[Data items]
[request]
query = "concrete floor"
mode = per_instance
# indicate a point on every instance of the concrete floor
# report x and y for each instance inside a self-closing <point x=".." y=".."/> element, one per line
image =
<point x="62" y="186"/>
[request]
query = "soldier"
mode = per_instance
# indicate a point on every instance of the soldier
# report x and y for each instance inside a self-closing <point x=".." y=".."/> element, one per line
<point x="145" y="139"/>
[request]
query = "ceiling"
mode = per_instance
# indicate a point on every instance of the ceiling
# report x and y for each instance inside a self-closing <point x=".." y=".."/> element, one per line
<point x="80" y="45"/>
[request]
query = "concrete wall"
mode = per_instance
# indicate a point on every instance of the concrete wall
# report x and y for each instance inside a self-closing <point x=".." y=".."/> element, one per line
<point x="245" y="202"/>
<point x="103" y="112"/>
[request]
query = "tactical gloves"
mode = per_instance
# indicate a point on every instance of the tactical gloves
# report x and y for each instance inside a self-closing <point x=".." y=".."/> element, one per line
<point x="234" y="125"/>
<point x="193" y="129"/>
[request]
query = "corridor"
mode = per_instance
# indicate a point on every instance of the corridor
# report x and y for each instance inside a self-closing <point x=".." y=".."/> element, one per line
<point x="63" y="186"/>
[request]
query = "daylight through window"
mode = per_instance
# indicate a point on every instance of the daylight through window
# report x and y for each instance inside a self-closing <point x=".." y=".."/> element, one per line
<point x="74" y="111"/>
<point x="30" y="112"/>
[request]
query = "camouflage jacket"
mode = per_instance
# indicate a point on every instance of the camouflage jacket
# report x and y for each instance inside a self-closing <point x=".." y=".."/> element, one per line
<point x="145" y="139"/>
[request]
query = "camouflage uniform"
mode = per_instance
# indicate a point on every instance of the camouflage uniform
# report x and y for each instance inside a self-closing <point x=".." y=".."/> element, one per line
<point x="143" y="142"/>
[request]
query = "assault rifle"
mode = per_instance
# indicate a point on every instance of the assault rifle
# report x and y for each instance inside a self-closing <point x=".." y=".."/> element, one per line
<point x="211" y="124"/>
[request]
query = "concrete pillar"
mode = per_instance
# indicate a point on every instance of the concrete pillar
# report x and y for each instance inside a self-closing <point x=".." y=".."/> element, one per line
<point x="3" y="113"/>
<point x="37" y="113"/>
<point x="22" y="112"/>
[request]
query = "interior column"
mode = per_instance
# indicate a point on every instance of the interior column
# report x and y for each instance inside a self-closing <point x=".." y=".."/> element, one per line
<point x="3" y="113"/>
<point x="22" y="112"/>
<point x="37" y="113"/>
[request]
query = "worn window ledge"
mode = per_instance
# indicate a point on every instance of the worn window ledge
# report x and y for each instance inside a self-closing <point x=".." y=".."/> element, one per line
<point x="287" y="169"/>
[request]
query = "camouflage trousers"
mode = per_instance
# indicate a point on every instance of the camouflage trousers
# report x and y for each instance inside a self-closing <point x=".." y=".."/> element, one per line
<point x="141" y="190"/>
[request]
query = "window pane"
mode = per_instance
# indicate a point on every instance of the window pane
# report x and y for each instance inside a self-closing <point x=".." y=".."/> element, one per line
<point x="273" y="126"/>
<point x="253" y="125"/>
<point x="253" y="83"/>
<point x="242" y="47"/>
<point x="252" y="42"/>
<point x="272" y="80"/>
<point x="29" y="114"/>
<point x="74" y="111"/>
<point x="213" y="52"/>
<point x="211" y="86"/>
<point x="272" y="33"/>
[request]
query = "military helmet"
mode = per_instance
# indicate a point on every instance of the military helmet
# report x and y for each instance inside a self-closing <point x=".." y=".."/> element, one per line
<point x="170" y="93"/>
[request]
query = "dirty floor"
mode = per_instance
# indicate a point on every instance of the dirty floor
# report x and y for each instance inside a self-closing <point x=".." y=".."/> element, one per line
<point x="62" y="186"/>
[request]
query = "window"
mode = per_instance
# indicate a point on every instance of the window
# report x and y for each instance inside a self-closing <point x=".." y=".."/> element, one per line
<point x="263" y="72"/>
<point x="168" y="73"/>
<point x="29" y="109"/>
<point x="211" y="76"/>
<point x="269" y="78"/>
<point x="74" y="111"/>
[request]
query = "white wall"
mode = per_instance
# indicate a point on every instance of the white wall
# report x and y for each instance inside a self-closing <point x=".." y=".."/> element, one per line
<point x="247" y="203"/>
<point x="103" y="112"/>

### WORK ITEM
Each line above must be output exactly as it stands.

### ANSWER BOX
[request]
query = "concrete floor"
mode = per_instance
# indicate a point on every instance of the concrete floor
# report x and y for each instance inside a self-closing <point x=".." y=".."/> element, one per line
image =
<point x="62" y="186"/>
[request]
query = "soldier"
mode = per_instance
# indicate a point on every instance of the soldier
# report x and y for each instance inside a self-closing <point x=".." y=".."/> element, one per line
<point x="145" y="139"/>
[request]
query = "ceiling"
mode = per_instance
# indicate a point on every instance of the ceiling
# report x and y for each instance inside a self-closing <point x=".." y=".."/> element, one per line
<point x="80" y="45"/>
[request]
query = "concrete wall"
mode = per_instance
# indicate a point on every instance of the concrete wall
# report x and y for each instance inside a self-closing <point x=".." y=".."/> element, one per line
<point x="245" y="202"/>
<point x="103" y="112"/>
[request]
query = "tactical gloves"
mode = per_instance
# indicate a point on every instance of the tactical gloves
# report x and y for each instance inside a self-closing <point x=".." y=".."/> element, one per line
<point x="234" y="125"/>
<point x="193" y="129"/>
[request]
query = "corridor"
mode = per_instance
# indicate a point on every instance of the corridor
# report x and y for each instance inside a self-closing <point x=".." y=".."/> element, one per line
<point x="63" y="186"/>
[request]
query = "daylight through window"
mode = per_instance
# indicate a point on every instance of the daylight through window
# report x and y for each instance inside a self-closing <point x=".." y=".."/> element, one per line
<point x="74" y="111"/>
<point x="30" y="112"/>
[request]
query = "camouflage jacket"
mode = per_instance
# indicate a point on every instance of the camouflage jacket
# report x and y for each instance inside a self-closing <point x=".." y=".."/> element, one per line
<point x="145" y="139"/>
[request]
query = "camouflage uniform"
mode = per_instance
# indicate a point on every instance of the camouflage uniform
# report x and y for each instance inside a self-closing <point x=".." y=".."/> element, one per line
<point x="143" y="142"/>
[request]
query = "assault rifle"
mode = per_instance
# indicate a point on every instance of the assault rifle
# report x and y for each instance inside a self-closing <point x=".." y=".."/> element, one per line
<point x="211" y="124"/>
[request]
query = "concrete pillar"
mode = per_instance
# indicate a point on every instance of the concrete pillar
# report x and y for each instance inside a self-closing <point x=".." y=".."/> element, one per line
<point x="3" y="113"/>
<point x="37" y="113"/>
<point x="22" y="112"/>
[request]
query = "interior column"
mode = per_instance
# indicate a point on every instance of the interior column
# report x and y for each instance inside a self-closing <point x=".." y=".."/> element, one per line
<point x="3" y="113"/>
<point x="22" y="112"/>
<point x="37" y="113"/>
[request]
query = "worn window ledge"
mode = per_instance
# indicate a point on every instance of the worn window ledge
# report x and y for each instance inside a self-closing <point x=".." y=".."/> element, one per line
<point x="287" y="169"/>
[request]
query = "camouflage trousers"
mode = per_instance
# indicate a point on every instance of the camouflage trousers
# report x and y for each instance inside a self-closing <point x=".." y=".."/> element, one per line
<point x="141" y="190"/>
[request]
query = "window pane"
mode = per_instance
# indicate a point on every instance of the window pane
# report x and y for each instance inside a self-closing <point x=".." y=".."/> element, one per line
<point x="273" y="126"/>
<point x="253" y="125"/>
<point x="253" y="83"/>
<point x="242" y="47"/>
<point x="252" y="42"/>
<point x="272" y="80"/>
<point x="29" y="114"/>
<point x="74" y="111"/>
<point x="213" y="52"/>
<point x="211" y="86"/>
<point x="272" y="33"/>
[request]
query = "military helmet"
mode = per_instance
# indicate a point on every instance of the military helmet
# report x and y for each instance inside a self-closing <point x=".." y=".."/> element, one per line
<point x="170" y="93"/>
[request]
query = "dirty floor"
mode = per_instance
# indicate a point on every instance of the dirty floor
# report x and y for each instance inside a self-closing <point x=".." y=".."/> element, one per line
<point x="62" y="186"/>
[request]
query = "window"
mode = per_instance
# indicate a point on every instance of the window
# report x and y for each instance inside a self-closing <point x=".." y=".."/> element, one per line
<point x="263" y="72"/>
<point x="168" y="73"/>
<point x="29" y="109"/>
<point x="211" y="76"/>
<point x="269" y="78"/>
<point x="74" y="111"/>
[request]
query = "white wall"
mode = per_instance
# indicate a point on every instance of the white wall
# report x and y for each instance inside a self-closing <point x=".." y=".."/> element, one per line
<point x="247" y="203"/>
<point x="103" y="112"/>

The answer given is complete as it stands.